**Problem to work on:** Find every line in the records below that contains the word "black" and copy each of those lines.

**Data provided:**
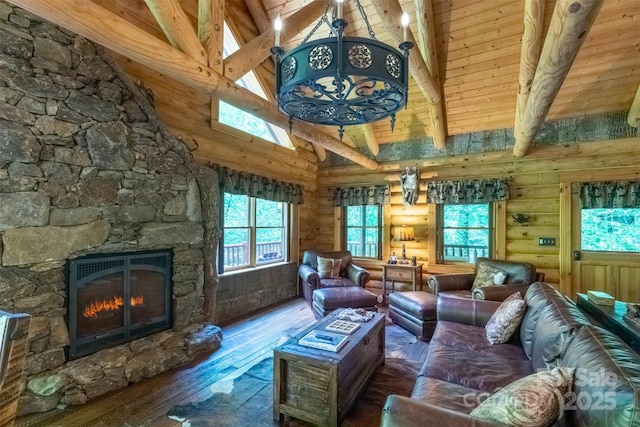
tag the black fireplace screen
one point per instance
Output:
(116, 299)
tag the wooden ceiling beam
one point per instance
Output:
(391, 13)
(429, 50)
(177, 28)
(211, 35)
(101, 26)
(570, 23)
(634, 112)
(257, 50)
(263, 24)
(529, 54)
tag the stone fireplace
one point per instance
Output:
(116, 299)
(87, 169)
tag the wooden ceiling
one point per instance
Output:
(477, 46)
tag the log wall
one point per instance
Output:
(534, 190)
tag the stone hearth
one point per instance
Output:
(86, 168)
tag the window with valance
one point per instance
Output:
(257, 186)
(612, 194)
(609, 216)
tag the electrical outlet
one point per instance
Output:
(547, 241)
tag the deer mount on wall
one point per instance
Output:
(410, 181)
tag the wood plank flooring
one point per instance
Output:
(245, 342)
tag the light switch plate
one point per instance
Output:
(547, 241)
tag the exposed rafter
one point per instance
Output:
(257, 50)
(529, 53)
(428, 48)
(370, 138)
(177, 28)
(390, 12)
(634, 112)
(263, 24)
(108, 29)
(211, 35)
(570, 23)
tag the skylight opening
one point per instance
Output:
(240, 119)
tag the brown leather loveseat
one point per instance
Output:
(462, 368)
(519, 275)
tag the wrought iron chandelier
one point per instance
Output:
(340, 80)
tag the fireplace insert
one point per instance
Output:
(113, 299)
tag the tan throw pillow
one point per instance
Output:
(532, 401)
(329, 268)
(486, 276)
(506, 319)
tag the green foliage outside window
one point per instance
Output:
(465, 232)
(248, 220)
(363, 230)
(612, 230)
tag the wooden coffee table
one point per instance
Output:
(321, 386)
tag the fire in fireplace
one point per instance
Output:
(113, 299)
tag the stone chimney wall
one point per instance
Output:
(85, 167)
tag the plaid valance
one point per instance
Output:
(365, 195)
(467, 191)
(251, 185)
==
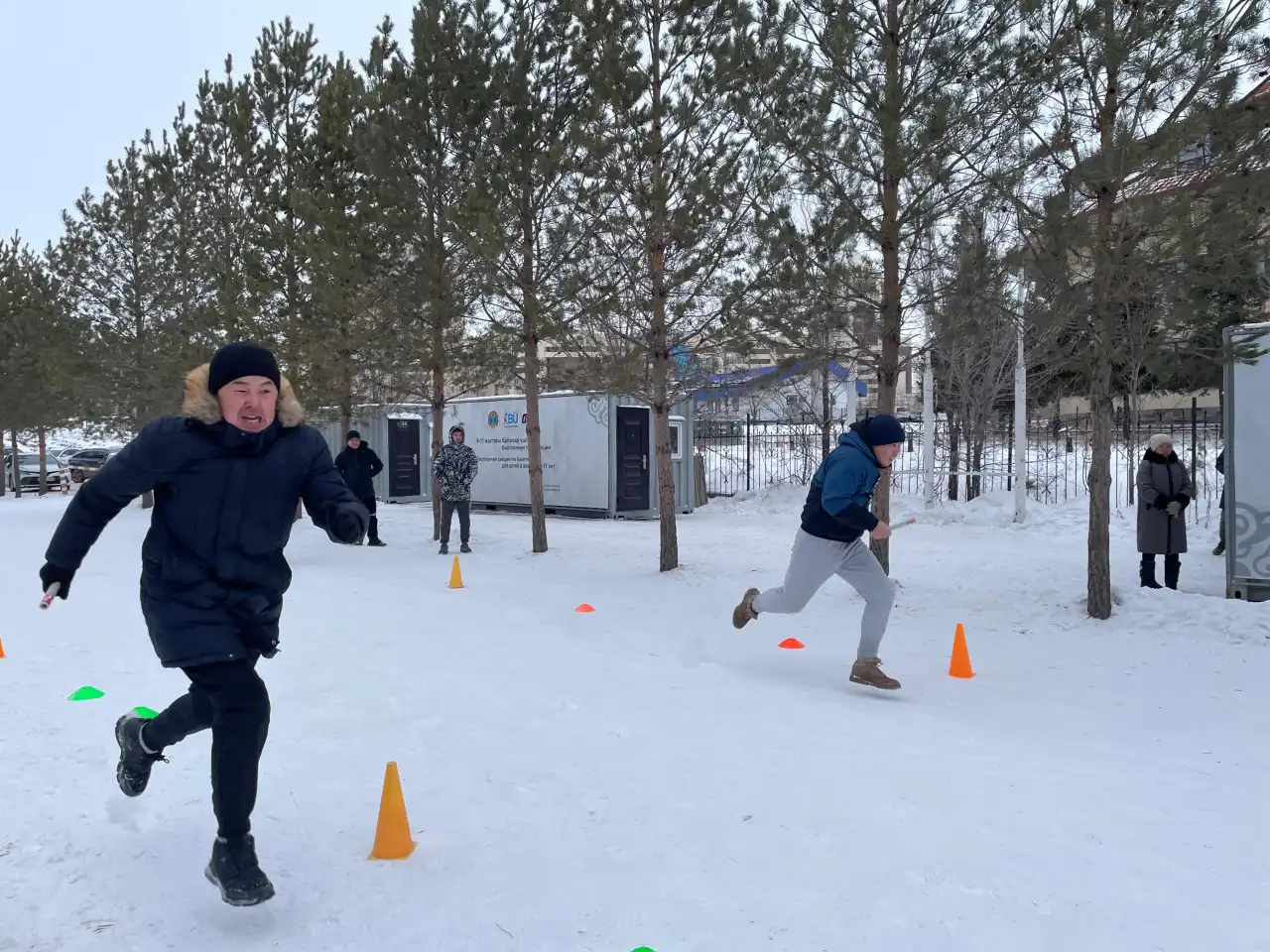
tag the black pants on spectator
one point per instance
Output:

**Correct answer:**
tag the black fireplace screen
tag the black pants on spectator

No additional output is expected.